> _CONSIGNE 1_
Pourriez-vous recopier à l'identique les lignes des enregistrements, de la ligne contenant « Find — the short » jusqu'à la fin des enregistrements, les deux bornes comprises ?
***** EXTRAIT À LIRE *****
Dans quelques jours, le nouveau Président élu du Mali, Monsieur Ibrahim Boubacar Keita, va prendre fonction. En effet, aux termes de l’article 37 de notre Constitution « le Président élu entre en fonction quinze jours après la proclamation officielle des résultats ». C’est en application de cette disposition que le futur locataire du Palais de Koulouba, proclamé élu le 20 août dernier par la Cour Constitutionnelle, sera investi le 4 septembre 2013 dans ses nouvelles fonctions par la Cour Suprême devant laquelle il prêtera le serment suivant :
«Je jure devant Dieu et le peuple malien de préserver en toute fidélité le régime républicain, de respecter et de faire respecter la Constitution et la Loi, de remplir mes fonctions dans l’intérêt supérieur du peuple, de préserver les acquis démocratiques, de garantir l’unité nationale, l’indépendance de la patrie et l’intégrité du territoire national. Je m’engage solennellement et sur l’honneur à mettre tout en œuvre pour la réalisation de l’unité africaine».
Si la formule du serment donne déjà un aperçu de la lourdeur et de la complexité de la charge qui échoit désormais à Monsieur Ibrahim Boubacar Keita, lequel devient dès son investiture le gardien de la Constitution, elle ne laisse en revanche rien transparaître quant aux questions et problèmes pratiques auxquels le nouvel élu sera immédiatement confronté dès son entrée en fonction. De fait, Monsieur Keita aura à faire face à un triple bilan : celui, désastreux du coup d’Etat intervenu en mars 2012 et de l’occupation consécutive du Nord par les groupes terroristes, celui d’une Transition qui, au delà des apparences, aura été tout sauf un modèle de bonne gouvernance ; et enfin celui d’une décennie d’errements et de renoncements sous le régime ATT ayant profondément affaibli l’autorité et la crédibilité de l’Etat.
Il s’agit là d’autant de défis que le nouveau Président aura littéralement l’obligation de relever avec succès, au risque de décevoir les très fortes attentes populaires que sa candidature a suscitées à travers tout le pays, comme en témoigne le plébiscite qu’a été son élection à la magistrature suprême.
Les défis
Parmi les questions auxquelles le président IBK devra prioritairement s’attaquer, certaines relèvent quasiment de l’urgence, tandis que d’autres, plus structurelles, demandent la mise en œuvre de politiques durables. Passons en revue quelques unes de ces priorités.
Le rétablissement de la discipline au sein des Forces armées et de sécurité
La crise sécuritaire et institutionnelle de presque une année 2012 que le Mali vient de connaître a été marquée par la répétition des actes d’indiscipline et d’insubordination et la commission de graves abus par des éléments des Forces armées et de sécurité, et notamment par ceux relevant de l’ex – junte militaire et du corps de la police. De très mauvaises habitudes se sont installées dans les différents corps où il semble désormais de bon ton d’afficher du mépris envers les chefs.
***** DONNÉES D'ENTRÉE *****
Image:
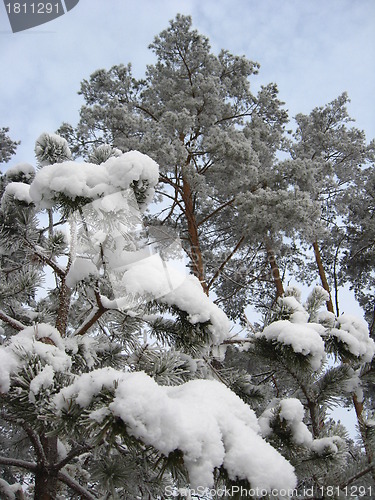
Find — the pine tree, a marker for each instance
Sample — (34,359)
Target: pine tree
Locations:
(107,371)
(303,363)
(7,145)
(195,113)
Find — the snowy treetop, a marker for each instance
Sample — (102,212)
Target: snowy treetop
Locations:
(90,181)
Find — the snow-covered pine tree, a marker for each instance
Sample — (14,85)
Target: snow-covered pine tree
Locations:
(7,145)
(306,362)
(195,113)
(107,380)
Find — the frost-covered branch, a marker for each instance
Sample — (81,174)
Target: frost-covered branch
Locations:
(357,476)
(23,464)
(224,263)
(75,452)
(17,325)
(75,486)
(35,440)
(94,317)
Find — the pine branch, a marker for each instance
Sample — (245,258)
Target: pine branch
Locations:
(224,263)
(17,325)
(76,452)
(226,204)
(75,486)
(357,476)
(23,464)
(34,438)
(95,316)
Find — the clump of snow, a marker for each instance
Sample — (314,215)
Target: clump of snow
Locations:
(80,270)
(62,450)
(9,490)
(51,148)
(18,191)
(354,334)
(42,340)
(292,412)
(43,380)
(303,338)
(203,419)
(88,180)
(326,446)
(8,365)
(190,297)
(20,170)
(157,279)
(298,313)
(326,319)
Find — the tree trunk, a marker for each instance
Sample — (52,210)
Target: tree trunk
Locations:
(195,249)
(358,405)
(64,306)
(322,274)
(275,270)
(45,474)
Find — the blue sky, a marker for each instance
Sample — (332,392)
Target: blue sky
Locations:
(314,50)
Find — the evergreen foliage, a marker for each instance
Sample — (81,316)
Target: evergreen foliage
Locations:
(119,376)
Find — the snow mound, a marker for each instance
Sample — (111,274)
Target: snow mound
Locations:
(303,338)
(203,419)
(326,445)
(88,180)
(18,191)
(24,170)
(354,334)
(290,411)
(42,341)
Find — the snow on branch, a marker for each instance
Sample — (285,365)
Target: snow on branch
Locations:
(203,419)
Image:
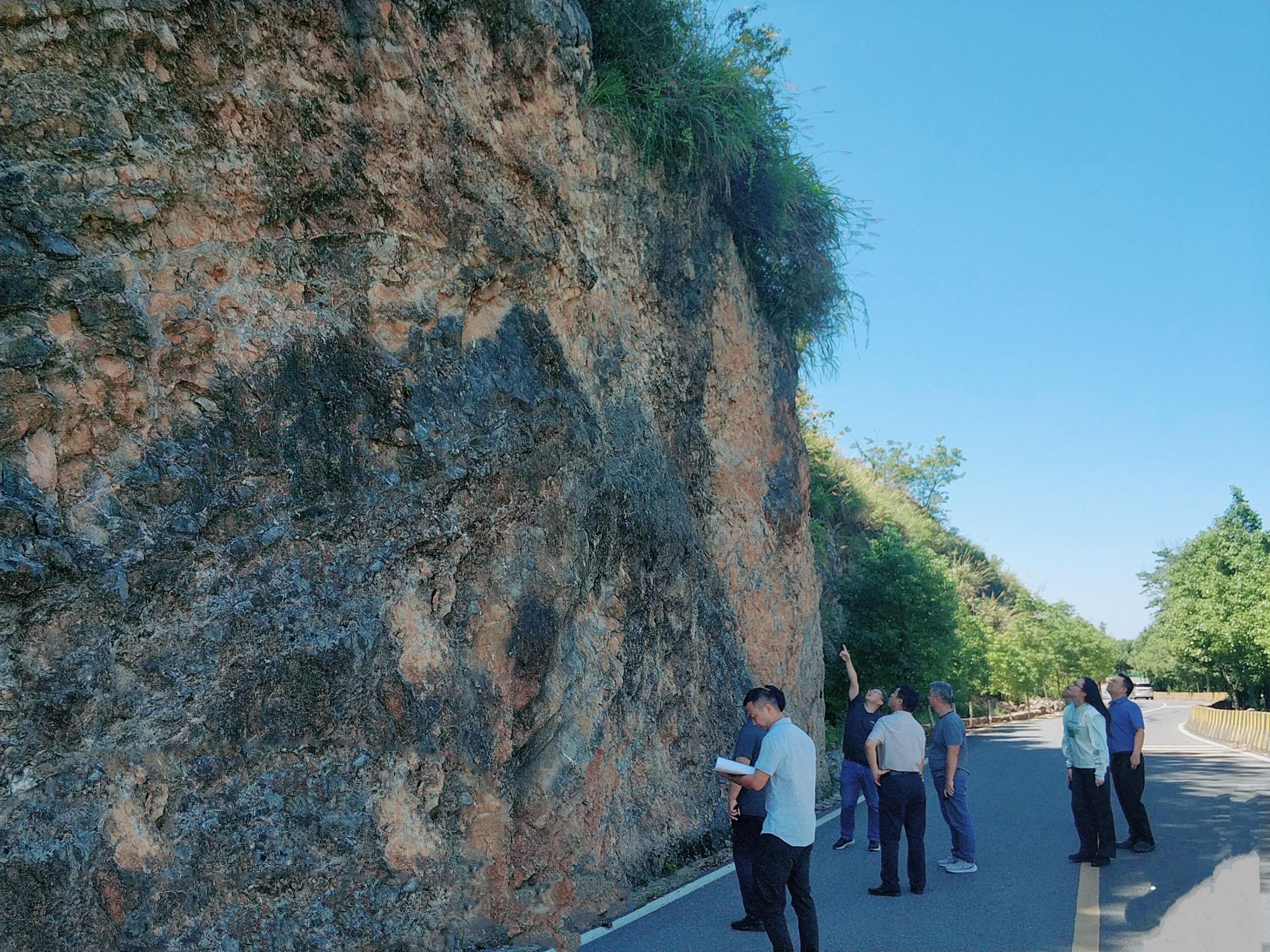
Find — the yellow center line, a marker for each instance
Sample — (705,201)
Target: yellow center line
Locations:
(1086,936)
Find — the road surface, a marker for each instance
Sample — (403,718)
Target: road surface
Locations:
(1207,886)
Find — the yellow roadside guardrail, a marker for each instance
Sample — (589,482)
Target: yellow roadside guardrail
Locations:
(1245,729)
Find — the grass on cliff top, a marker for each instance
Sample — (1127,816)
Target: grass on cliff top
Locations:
(704,103)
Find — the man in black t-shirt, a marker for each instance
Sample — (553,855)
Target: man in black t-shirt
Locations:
(856,779)
(747,809)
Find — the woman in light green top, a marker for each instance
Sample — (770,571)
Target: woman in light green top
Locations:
(1085,748)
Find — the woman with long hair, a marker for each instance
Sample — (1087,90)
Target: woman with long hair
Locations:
(1085,748)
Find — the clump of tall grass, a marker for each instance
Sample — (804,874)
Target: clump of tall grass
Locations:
(705,105)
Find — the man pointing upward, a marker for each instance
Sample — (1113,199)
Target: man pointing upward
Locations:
(856,779)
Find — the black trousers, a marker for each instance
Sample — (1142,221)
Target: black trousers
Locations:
(1091,809)
(744,842)
(1129,783)
(778,866)
(902,806)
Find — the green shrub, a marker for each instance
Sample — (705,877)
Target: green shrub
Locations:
(704,105)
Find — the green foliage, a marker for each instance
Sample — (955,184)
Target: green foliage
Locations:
(924,475)
(1047,646)
(907,620)
(1212,601)
(703,103)
(916,602)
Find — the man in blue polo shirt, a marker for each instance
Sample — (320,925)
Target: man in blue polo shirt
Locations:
(1128,768)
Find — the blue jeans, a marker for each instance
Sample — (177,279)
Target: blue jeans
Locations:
(957,814)
(856,780)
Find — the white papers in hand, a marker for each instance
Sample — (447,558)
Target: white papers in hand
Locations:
(726,766)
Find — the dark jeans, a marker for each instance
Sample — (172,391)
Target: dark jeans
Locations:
(778,866)
(957,813)
(744,841)
(903,807)
(1091,809)
(855,780)
(1129,783)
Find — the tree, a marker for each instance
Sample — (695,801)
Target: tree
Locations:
(907,622)
(924,475)
(1212,601)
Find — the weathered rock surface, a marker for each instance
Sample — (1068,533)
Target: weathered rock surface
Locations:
(398,488)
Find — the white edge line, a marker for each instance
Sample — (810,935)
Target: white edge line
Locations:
(1222,747)
(600,931)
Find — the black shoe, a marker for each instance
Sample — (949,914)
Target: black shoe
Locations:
(880,891)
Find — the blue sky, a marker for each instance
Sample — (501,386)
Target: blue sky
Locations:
(1071,277)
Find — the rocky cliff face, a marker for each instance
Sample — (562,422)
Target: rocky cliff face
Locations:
(398,489)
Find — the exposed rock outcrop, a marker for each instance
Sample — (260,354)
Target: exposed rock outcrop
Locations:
(398,487)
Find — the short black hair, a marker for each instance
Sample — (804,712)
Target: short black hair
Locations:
(910,696)
(766,695)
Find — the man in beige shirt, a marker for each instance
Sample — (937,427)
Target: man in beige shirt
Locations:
(897,771)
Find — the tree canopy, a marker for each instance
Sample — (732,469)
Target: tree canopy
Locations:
(1212,601)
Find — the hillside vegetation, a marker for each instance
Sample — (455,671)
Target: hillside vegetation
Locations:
(1212,601)
(705,106)
(914,599)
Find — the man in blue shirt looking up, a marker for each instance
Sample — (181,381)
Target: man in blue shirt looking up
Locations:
(856,779)
(1128,770)
(951,777)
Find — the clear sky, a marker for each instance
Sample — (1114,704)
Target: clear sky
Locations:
(1071,277)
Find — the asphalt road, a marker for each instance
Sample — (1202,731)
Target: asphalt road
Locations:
*****
> _CONSIGNE 2_
Dans l'extrait sur l'investiture du nouveau Président malien :
(a) Quel article de la Constitution fixe l'entrée en fonction du Président élu ?
(b) À quelle date sera-t-il investi, et devant quelle juridiction ?
(c) En quel mois et quelle année le coup d'État est-il intervenu ?

> _RÉPONSE CORRECTE 1_
Find — the short black hair, a marker for each instance
Sample — (804,712)
Target: short black hair
Locations:
(910,696)
(766,695)
Find — the man in beige shirt, a marker for each instance
Sample — (937,427)
Target: man in beige shirt
Locations:
(897,771)
Find — the tree canopy, a marker for each instance
Sample — (732,469)
Target: tree canopy
Locations:
(1212,601)
Find — the hillside vegetation, a marker for each instance
Sample — (455,671)
Target: hillside vegetation
Locations:
(1212,601)
(705,106)
(914,599)
Find — the man in blue shirt looking up, a marker for each instance
Sample — (181,381)
Target: man in blue shirt looking up
Locations:
(856,779)
(1128,770)
(951,777)
Find — the clear sky, a marker for each instance
Sample — (1114,704)
Target: clear sky
Locations:
(1071,277)
Find — the asphalt road, a marker for each instance
Sample — (1202,731)
Target: asphalt road
Locations:

> _RÉPONSE CORRECTE 2_
(a) L'article 37.
(b) Le 4 septembre 2013, devant la Cour Suprême.
(c) En mars 2012.